Objective: Return all of the entries below line for line without any changes, but leave the pictures out.

Part of a data file
□ □ □ □
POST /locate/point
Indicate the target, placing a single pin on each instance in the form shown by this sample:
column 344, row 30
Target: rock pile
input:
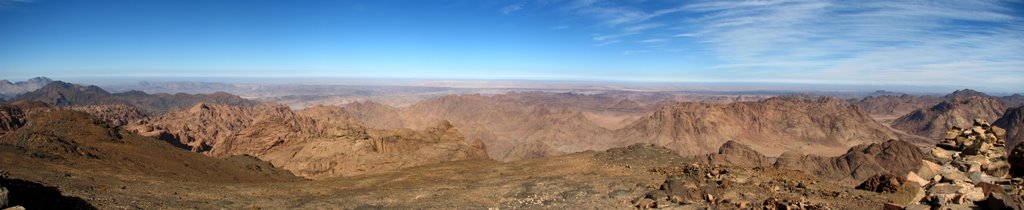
column 3, row 197
column 969, row 168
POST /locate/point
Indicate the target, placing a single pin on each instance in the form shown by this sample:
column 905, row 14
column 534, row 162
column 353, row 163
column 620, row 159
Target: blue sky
column 964, row 43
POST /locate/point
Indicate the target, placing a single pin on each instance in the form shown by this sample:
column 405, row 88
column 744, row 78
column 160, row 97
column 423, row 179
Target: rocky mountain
column 958, row 108
column 66, row 94
column 58, row 139
column 513, row 126
column 523, row 125
column 11, row 118
column 1013, row 122
column 315, row 142
column 117, row 115
column 770, row 126
column 8, row 89
column 894, row 105
column 859, row 163
column 732, row 153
□ □ □ □
In response:
POST /locate/point
Indicate the target, placing a single pin on each instance in the form shown by this sample:
column 344, row 30
Target: rock pile
input:
column 3, row 197
column 969, row 168
POST /locate/point
Indicate the target, placing a single pin on each instance in the form shown by this sample:
column 905, row 14
column 534, row 162
column 353, row 163
column 620, row 159
Target: blue sky
column 964, row 43
POST /locate/point
Indicate the target, placing a single pin on each instance in the form shown by this sample:
column 405, row 88
column 744, row 78
column 160, row 97
column 423, row 179
Target: rocky mountain
column 958, row 108
column 66, row 94
column 58, row 139
column 513, row 126
column 523, row 125
column 11, row 118
column 1013, row 122
column 315, row 142
column 117, row 115
column 770, row 126
column 8, row 89
column 894, row 105
column 859, row 163
column 732, row 153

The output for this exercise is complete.